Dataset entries
◇ ◇ ◇ ◇

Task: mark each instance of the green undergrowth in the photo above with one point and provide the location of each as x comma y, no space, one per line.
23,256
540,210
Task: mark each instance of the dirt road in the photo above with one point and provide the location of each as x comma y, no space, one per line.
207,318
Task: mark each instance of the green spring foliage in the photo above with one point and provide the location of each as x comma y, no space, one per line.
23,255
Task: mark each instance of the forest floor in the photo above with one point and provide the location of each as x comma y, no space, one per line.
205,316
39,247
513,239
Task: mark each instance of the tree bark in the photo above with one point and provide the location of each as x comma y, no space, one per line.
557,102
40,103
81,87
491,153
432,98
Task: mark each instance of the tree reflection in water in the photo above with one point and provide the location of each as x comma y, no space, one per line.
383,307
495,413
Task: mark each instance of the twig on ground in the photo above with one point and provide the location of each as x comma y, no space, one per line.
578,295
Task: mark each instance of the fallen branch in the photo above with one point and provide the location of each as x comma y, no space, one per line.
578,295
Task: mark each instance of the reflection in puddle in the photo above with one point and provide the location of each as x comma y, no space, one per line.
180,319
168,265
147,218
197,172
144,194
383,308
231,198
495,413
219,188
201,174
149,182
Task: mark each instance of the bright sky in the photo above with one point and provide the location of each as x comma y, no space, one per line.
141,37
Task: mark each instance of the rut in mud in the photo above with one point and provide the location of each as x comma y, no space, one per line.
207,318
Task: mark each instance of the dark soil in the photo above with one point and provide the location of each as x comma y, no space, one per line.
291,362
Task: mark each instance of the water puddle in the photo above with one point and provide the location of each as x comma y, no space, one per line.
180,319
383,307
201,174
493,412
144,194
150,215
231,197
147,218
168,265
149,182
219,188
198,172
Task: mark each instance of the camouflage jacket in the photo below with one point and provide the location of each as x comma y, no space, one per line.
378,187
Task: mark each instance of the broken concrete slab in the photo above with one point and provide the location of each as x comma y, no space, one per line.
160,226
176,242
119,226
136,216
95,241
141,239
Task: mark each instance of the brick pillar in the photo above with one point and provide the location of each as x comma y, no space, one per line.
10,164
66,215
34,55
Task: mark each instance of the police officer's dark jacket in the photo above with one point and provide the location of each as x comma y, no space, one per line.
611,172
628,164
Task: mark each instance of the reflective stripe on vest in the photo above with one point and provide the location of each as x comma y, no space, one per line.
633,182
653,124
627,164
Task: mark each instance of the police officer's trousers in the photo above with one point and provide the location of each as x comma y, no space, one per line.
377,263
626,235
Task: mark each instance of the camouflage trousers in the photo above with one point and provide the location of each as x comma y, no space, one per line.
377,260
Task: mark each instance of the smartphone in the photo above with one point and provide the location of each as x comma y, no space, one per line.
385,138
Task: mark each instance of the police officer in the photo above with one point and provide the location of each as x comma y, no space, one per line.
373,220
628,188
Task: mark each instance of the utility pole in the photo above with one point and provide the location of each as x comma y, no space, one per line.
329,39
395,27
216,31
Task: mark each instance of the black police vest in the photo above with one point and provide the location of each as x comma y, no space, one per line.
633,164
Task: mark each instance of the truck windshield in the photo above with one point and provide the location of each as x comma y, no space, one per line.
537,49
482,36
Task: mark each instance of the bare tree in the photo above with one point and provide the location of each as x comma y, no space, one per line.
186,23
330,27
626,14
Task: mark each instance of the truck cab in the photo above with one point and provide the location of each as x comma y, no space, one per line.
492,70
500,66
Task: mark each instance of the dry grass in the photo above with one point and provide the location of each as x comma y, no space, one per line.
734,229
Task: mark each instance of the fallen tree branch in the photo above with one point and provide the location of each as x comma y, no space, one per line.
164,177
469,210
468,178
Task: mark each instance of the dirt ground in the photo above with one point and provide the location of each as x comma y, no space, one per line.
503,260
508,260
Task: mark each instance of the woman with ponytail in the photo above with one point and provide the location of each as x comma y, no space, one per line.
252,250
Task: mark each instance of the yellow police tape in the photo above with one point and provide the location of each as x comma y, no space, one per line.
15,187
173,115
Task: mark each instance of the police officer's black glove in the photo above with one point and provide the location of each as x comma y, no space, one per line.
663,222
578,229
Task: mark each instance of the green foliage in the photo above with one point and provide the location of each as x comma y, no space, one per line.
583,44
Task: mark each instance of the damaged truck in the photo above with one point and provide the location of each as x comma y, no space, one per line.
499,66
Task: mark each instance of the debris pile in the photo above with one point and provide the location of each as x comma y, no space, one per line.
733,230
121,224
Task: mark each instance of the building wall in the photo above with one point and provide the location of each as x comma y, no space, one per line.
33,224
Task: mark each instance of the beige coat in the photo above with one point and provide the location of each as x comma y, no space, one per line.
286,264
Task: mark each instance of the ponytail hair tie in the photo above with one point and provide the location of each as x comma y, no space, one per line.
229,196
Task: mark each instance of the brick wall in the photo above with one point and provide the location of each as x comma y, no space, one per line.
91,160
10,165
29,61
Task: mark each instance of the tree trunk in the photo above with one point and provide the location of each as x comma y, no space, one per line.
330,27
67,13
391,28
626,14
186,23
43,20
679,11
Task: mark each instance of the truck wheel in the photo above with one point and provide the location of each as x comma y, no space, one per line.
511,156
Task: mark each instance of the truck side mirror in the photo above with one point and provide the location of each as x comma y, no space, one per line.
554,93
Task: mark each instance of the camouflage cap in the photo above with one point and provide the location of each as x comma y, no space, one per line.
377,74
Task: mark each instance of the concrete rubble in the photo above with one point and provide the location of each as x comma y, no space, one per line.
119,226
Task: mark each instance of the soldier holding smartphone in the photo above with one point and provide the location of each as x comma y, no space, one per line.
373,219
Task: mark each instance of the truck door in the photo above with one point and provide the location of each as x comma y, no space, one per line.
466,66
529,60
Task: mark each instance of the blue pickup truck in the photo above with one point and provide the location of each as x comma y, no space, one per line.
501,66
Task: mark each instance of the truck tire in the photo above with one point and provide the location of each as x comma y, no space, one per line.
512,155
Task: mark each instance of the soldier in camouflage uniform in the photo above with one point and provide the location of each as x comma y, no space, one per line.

◇ ◇ ◇ ◇

Aim of the exercise
Please reproduce all of the entries exactly as they stand.

Reply
Task: mark each instance of the green undergrowth in the photo above with one point and provide the location of each as x comma y, no space, one per line.
23,256
540,210
Task: mark each instance of the dirt road in the photo above with one point and provide the location of each as x comma y, no space, one per line.
207,318
Task: mark each instance of the green spring foliage in the photo above with one point and provide the location of each as x comma y, no space, one per line.
23,255
Task: mark each instance of the forest floor in the photo above with one point and provide the location of each as x comma y, no space, one per line.
205,316
39,247
513,239
Task: mark each instance of the tree bark in the photo above with one point and provide the location of each as x comma y, no space, one per line.
557,102
40,103
81,87
491,153
432,98
Task: mark each instance of the tree reflection in water in the photo above with one point and provide the location of each as x comma y, no space, one per line.
383,307
495,413
Task: mark each instance of the twig on ground in the photo above with one point and provide the location of each as x comma y, no space, one per line.
578,295
Task: mark each instance of the fallen branch in the photo above with one point and provide the location of each as x comma y, no space, one per line.
578,295
Task: mark each instance of the reflection in puddle in the photo above with one point and provide the location of each as x comma y, no space, one per line.
180,319
168,265
147,218
197,172
144,194
383,308
231,198
495,413
219,188
201,174
149,182
Task: mark each instance of the bright sky in the photo above with one point and provide the location of each as x comma y, no space, one per line.
141,37
Task: mark each instance of the rut in mud in the photo above with one point and provide the location of each as x comma y, no space, one per line.
207,318
Task: mark each instance of the dark soil in the photo above with one point and provide the location of each as x comma y, no space, one per line.
291,362
Task: mark each instance of the water puddle in the photo above with one point and provide the location of each as x comma y, no space, one per line.
180,319
383,307
201,174
493,412
144,194
150,215
231,197
147,218
168,265
149,182
219,188
198,172
Task: mark each instance of the camouflage jacket in the photo below with one point and provide the location of each as x comma y, no space, one per line.
378,187
Task: mark each instance of the broken concrete slab in the photo above with one point and provide the location of each as x comma y, no space, one per line.
160,226
176,242
119,226
136,216
95,241
141,239
Task: mark each instance of the brick pillar in the photo above with one point and provide the location of each as x comma y, no space, one per line.
10,164
66,215
34,55
Task: mark each instance of the police officer's dark jacket in the photo above with one point and provide the location of each as x comma y, no space, one per line.
611,172
628,164
Task: mark each instance of the reflective stripe on vest in the photo above with one point and provide the location of each as x comma y, no space, one per line.
633,182
653,124
627,164
Task: mark each instance of the police officer's trousers in the photo above with one point and provide the location of each as x comma y, no space, one per line.
377,263
626,235
Task: mark each instance of the camouflage trousers in the photo above with one point and provide the location of each as x comma y, no space, one per line.
377,260
Task: mark each instance of the smartphone in the photo above with one point and provide the location of each as x comma y, no space, one per line.
385,138
Task: mark each instance of the police officer in the photo above with one point and provide the location of each as x comma y, no space, one per line.
373,220
628,188
Task: mark each instance of the utility pole in the photo above with one point and provide the location of each as x comma y, no space, one per line.
329,39
395,27
216,31
Task: mark each instance of the black police vest in the photo above with one point and provide the location of each as x comma y, no space, one per line.
633,164
Task: mark each instance of the truck windshield in the photo above with one point and provide the location of each as x comma y, no space, one per line.
537,49
482,36
Task: mark each instance of the bare tree in the photo above with one point and provide the location of each as x comma y, no space, one per line.
186,23
330,27
626,14
Task: mark each instance of the truck cab in the photo above with one point and provide the location of each as x comma y, no space, one per line.
492,70
500,66
Task: mark each instance of the dry grass in the photo above with one point and provide the location of each as x comma y, no space, one per line.
734,229
Task: mark each instance of the fallen tree branch in the photo above with one point and provide the location of each as x comma y, no space, one per line.
164,177
469,210
468,178
Task: mark each instance of the dirt ground in the photo above with one point and provide the location of each as x comma y, no space, one per line.
503,260
508,260
Task: mark each instance of the woman with ponytail in the photo above with one point and provide the location of each as x comma y, no space, one per line.
252,250
Task: mark each instance of the yellow police tape in the photo above with one point and provide the location of each as x comma y, no space, one per line.
15,187
173,115
Task: mark each instance of the police officer's black glove in the photo above with one point and provide the location of each as x comma y, no space, one per line.
663,222
578,229
Task: mark each instance of the green foliage in the photo above with one point and provide the location of each as x comma y, no space, one per line.
583,44
Task: mark each instance of the damaged truck in the photo above with one point and provide the location of each as x comma y, no space, one per line.
499,66
Task: mark each instance of the debris pile in the photo above with one point and provide the location of each as x comma y, no space, one per line.
733,230
121,224
Task: mark each instance of the building wall in the photo above with one point and provide the location of each as x comma y, no space, one per line.
33,224
Task: mark each instance of the beige coat in the photo above with one point and provide the location of each as x comma y, no space, one per line.
286,264
Task: mark each instance of the ponytail hair tie in the photo above with one point and provide the location of each as x comma y, no space, one per line.
229,196
Task: mark each instance of the brick wall in the photo above with one point and provide the location of each as x comma y, no space, one per line.
91,160
10,165
29,61
Task: mark each instance of the tree trunk in the photo above with one point and provide the location of each as x comma y, no space, one per line.
330,27
67,13
391,28
626,14
186,23
43,20
679,11
Task: mark each instance of the truck wheel in the photo above with one point and provide the location of each as x comma y, no space, one per line.
511,156
Task: mark each instance of the truck side mirror in the photo above with one point and provide the location of each as x comma y, no space, one per line.
554,93
Task: mark each instance of the camouflage cap in the photo above with one point and provide the location of each as x comma y, no space, one per line.
377,74
Task: mark each instance of the concrete rubble in the photo above with one point and provide the location of each as x comma y, no space, one per line.
119,226
Task: mark each instance of the soldier holding smartphone in the photo above with one point and provide the location of each as x comma y, no space, one per line.
373,219
Task: mark each instance of the truck door in the photo above with one point and provide the location of each as x comma y, no space, one per line.
466,66
529,60
Task: mark each instance of the blue pickup truck in the photo above with one point and provide the location of each as x comma y, no space, one per line.
501,66
Task: mark each instance of the truck tire in the photo above with one point and provide the location of each as x comma y, no space, one per line.
512,155
Task: mark each instance of the soldier in camouflage uniform in the photo above with one point and provide the location of each as x comma y, no space, one per line.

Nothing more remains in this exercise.